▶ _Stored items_

--------------------------------

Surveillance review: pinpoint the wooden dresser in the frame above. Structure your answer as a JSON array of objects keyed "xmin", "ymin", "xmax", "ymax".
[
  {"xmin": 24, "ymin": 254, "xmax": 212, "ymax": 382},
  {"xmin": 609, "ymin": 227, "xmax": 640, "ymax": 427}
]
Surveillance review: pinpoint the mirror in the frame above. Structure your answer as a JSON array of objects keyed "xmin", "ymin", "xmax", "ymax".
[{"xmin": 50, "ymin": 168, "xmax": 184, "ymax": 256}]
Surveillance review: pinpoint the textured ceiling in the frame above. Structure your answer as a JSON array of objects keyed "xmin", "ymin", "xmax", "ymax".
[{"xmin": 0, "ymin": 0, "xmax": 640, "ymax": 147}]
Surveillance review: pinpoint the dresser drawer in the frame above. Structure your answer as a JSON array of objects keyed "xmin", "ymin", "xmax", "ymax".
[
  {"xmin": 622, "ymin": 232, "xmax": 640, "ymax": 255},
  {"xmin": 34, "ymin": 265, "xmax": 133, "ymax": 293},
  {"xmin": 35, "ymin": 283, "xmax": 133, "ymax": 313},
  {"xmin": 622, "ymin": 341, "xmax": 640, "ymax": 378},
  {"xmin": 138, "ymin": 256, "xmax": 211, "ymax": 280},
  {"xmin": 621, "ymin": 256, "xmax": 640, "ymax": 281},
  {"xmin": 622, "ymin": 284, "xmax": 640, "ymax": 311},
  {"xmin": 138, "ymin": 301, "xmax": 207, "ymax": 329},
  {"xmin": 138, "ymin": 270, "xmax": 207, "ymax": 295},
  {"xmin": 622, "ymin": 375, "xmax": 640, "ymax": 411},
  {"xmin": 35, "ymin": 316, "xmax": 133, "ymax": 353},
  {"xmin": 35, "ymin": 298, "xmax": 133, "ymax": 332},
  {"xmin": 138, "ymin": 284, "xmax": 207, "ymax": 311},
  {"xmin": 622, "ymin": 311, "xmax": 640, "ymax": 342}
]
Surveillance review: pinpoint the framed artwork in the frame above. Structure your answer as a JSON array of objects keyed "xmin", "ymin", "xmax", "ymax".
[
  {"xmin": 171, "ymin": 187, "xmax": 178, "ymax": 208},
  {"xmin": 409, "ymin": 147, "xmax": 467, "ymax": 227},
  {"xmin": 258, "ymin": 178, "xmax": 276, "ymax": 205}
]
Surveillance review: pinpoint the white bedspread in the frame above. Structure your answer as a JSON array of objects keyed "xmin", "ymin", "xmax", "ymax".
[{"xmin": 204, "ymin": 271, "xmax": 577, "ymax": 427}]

--------------------------------

▶ _Exercise objective_
Rewrite all of the material above with "pinpoint" replaced by "locate" wherever it occurs, changing nothing else.

▶ _Exercise solution_
Surveillance review: locate the wooden dresser in the frame above. Structure your answer as a JSON array of objects keyed "xmin", "ymin", "xmax", "ymax".
[
  {"xmin": 24, "ymin": 254, "xmax": 212, "ymax": 382},
  {"xmin": 609, "ymin": 227, "xmax": 640, "ymax": 427}
]
Surveillance review: locate the mirror in the frame above. Structure your answer as a JSON array of objects keyed "xmin", "ymin", "xmax", "ymax".
[{"xmin": 50, "ymin": 168, "xmax": 184, "ymax": 256}]
Surveillance review: locate the textured ceiling in the frame above. Structure your answer as a JSON array of objects keyed "xmin", "ymin", "xmax", "ymax".
[{"xmin": 0, "ymin": 0, "xmax": 640, "ymax": 147}]
Surveillance review: locate the dresser drawer in the frame above. Structure your answer as a JSON array of objects keyed "xmin", "ymin", "xmax", "ymax".
[
  {"xmin": 622, "ymin": 232, "xmax": 640, "ymax": 255},
  {"xmin": 34, "ymin": 265, "xmax": 133, "ymax": 293},
  {"xmin": 35, "ymin": 283, "xmax": 133, "ymax": 313},
  {"xmin": 622, "ymin": 341, "xmax": 640, "ymax": 378},
  {"xmin": 138, "ymin": 256, "xmax": 211, "ymax": 280},
  {"xmin": 621, "ymin": 256, "xmax": 640, "ymax": 281},
  {"xmin": 622, "ymin": 284, "xmax": 640, "ymax": 311},
  {"xmin": 138, "ymin": 301, "xmax": 207, "ymax": 329},
  {"xmin": 138, "ymin": 270, "xmax": 207, "ymax": 295},
  {"xmin": 622, "ymin": 375, "xmax": 640, "ymax": 411},
  {"xmin": 35, "ymin": 316, "xmax": 133, "ymax": 353},
  {"xmin": 35, "ymin": 298, "xmax": 133, "ymax": 332},
  {"xmin": 138, "ymin": 284, "xmax": 207, "ymax": 311},
  {"xmin": 622, "ymin": 311, "xmax": 640, "ymax": 342}
]
Surveillance review: locate the framed artwork in the frame above. Structure your answer as a JSON array of objects keyed "xmin", "ymin", "xmax", "ymax".
[
  {"xmin": 171, "ymin": 187, "xmax": 178, "ymax": 208},
  {"xmin": 409, "ymin": 147, "xmax": 467, "ymax": 227},
  {"xmin": 258, "ymin": 178, "xmax": 276, "ymax": 205}
]
Surveillance review: locate the white bedspread in the frame above. Structure your answer as a JSON array of objects keyed "xmin", "ymin", "xmax", "ymax".
[{"xmin": 204, "ymin": 271, "xmax": 577, "ymax": 427}]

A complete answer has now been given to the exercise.